In the listing below, please print the line that contains "Find every instance of the dark" and every line that follows it, exactly.
== GIVEN INFORMATION ==
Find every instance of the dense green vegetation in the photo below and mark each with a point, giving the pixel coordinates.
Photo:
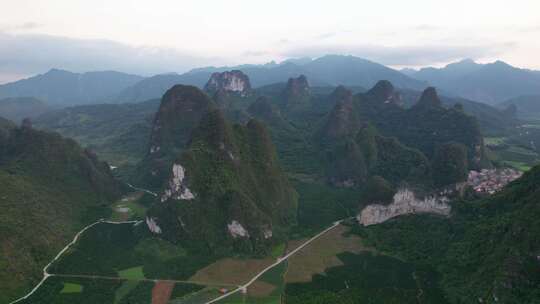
(92, 291)
(234, 172)
(487, 250)
(16, 109)
(118, 133)
(130, 252)
(51, 188)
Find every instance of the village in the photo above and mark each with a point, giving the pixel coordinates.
(491, 180)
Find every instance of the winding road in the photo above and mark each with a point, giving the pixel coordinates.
(240, 288)
(279, 261)
(46, 274)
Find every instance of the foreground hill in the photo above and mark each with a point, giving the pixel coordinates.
(490, 83)
(227, 190)
(59, 87)
(221, 184)
(358, 134)
(118, 133)
(487, 251)
(17, 109)
(527, 107)
(51, 188)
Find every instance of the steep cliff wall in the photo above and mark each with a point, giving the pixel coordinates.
(404, 202)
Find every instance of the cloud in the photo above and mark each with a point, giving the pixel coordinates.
(20, 27)
(404, 55)
(36, 53)
(427, 27)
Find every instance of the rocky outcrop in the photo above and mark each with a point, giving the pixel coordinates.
(429, 98)
(404, 202)
(179, 113)
(226, 190)
(491, 180)
(236, 230)
(176, 187)
(343, 120)
(297, 91)
(152, 225)
(229, 81)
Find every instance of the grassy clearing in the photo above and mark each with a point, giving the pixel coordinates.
(518, 165)
(124, 290)
(133, 273)
(128, 208)
(278, 250)
(494, 141)
(81, 291)
(231, 271)
(322, 254)
(71, 288)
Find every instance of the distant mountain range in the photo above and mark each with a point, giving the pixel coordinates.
(488, 83)
(526, 107)
(59, 87)
(18, 108)
(330, 70)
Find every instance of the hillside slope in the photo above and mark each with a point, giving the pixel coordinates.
(16, 109)
(59, 87)
(50, 189)
(492, 242)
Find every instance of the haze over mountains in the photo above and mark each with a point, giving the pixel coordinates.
(60, 88)
(487, 83)
(238, 170)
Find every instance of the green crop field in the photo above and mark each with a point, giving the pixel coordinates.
(71, 288)
(133, 273)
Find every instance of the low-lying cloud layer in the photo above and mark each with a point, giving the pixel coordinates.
(29, 54)
(403, 55)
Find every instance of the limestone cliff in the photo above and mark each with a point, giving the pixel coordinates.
(404, 202)
(229, 81)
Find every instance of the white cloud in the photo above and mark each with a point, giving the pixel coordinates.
(34, 53)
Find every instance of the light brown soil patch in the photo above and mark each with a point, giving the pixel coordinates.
(260, 289)
(231, 271)
(321, 254)
(161, 292)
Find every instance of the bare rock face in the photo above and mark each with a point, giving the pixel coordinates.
(229, 81)
(176, 187)
(237, 230)
(343, 120)
(298, 86)
(429, 98)
(404, 202)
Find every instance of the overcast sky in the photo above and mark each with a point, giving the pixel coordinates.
(148, 37)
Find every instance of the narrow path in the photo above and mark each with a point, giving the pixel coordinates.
(141, 189)
(279, 261)
(101, 277)
(46, 274)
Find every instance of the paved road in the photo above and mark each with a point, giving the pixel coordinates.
(46, 274)
(279, 261)
(141, 189)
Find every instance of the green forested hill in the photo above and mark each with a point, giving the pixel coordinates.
(488, 251)
(50, 188)
(227, 190)
(117, 132)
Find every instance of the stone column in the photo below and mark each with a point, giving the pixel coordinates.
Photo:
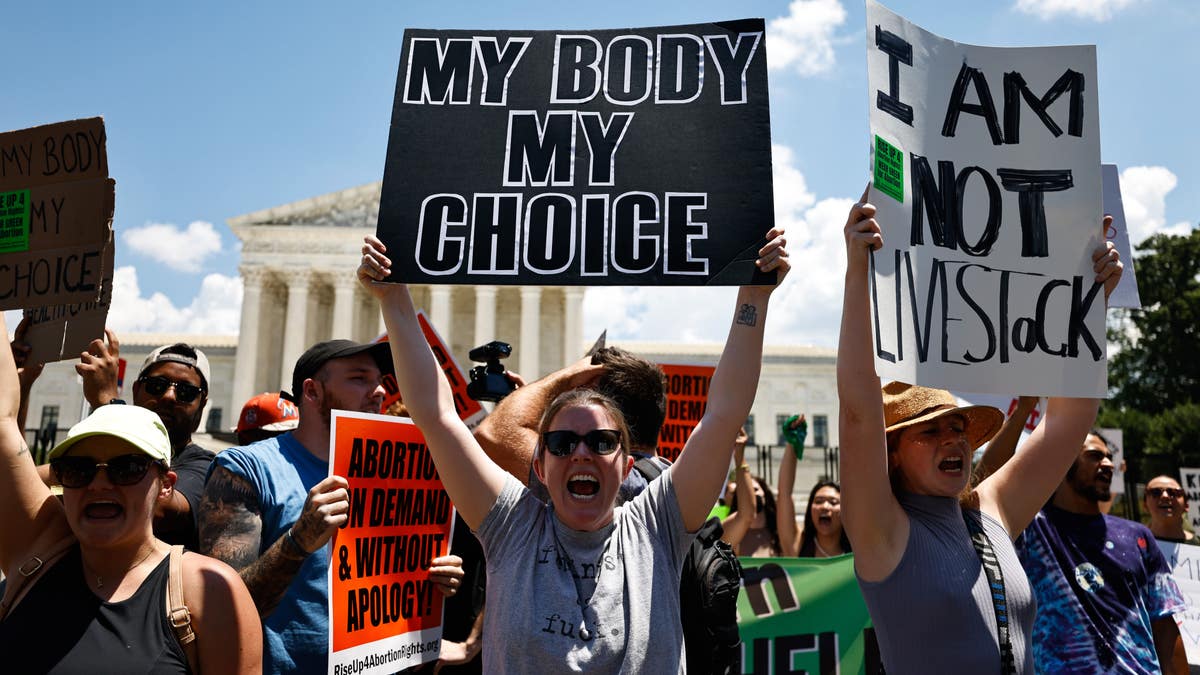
(531, 333)
(485, 315)
(244, 378)
(573, 323)
(441, 312)
(343, 304)
(295, 323)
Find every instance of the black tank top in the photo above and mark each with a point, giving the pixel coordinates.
(63, 627)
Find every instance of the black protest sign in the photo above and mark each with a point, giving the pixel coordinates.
(55, 214)
(637, 156)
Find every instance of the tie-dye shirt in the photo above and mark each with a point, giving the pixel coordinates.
(1101, 581)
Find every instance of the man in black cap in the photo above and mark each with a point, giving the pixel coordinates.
(269, 508)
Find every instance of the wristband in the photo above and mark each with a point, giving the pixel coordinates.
(291, 542)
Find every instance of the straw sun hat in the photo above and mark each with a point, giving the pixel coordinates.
(905, 405)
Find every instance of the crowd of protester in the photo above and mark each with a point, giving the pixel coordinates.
(1011, 561)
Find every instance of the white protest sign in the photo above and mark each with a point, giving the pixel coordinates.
(1191, 479)
(1185, 562)
(987, 178)
(1126, 293)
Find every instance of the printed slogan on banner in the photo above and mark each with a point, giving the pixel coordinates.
(637, 156)
(987, 178)
(385, 614)
(687, 400)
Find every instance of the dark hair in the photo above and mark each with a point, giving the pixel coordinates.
(809, 536)
(768, 511)
(639, 388)
(579, 398)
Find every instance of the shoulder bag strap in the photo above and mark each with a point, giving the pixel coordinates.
(177, 609)
(996, 587)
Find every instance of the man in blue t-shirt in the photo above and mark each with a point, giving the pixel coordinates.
(1105, 595)
(270, 508)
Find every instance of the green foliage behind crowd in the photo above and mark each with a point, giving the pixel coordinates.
(1155, 377)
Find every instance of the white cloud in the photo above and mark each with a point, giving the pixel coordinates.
(216, 309)
(1144, 195)
(178, 249)
(1095, 10)
(803, 40)
(805, 310)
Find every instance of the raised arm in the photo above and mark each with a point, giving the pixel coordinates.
===
* EXERCISE RESPONSE:
Find every instance of the dark hair in the photo above and mark each with a point, giving the pixel coordinates.
(809, 536)
(768, 511)
(639, 388)
(579, 398)
Find every instance of the shoulder bag strap in the photo above and mark each with a point, giving the pixel coordinates.
(177, 609)
(996, 587)
Find every instance of the man in blue t-shirt in the photo above and mark each with a point, giving the pixel coordinates.
(1105, 595)
(270, 508)
Find every instance of the green foliage behind crowd in the photo above and mark each with a point, giving the pixel coordinates.
(1155, 377)
Find every instance of the white cloud in the photo above and mark each with a point, giving the pixel coordinates.
(216, 309)
(1144, 195)
(178, 249)
(1095, 10)
(803, 40)
(805, 310)
Find every instance of the raised arm in the photo above and mark each with a point, giving the pixel coordinates.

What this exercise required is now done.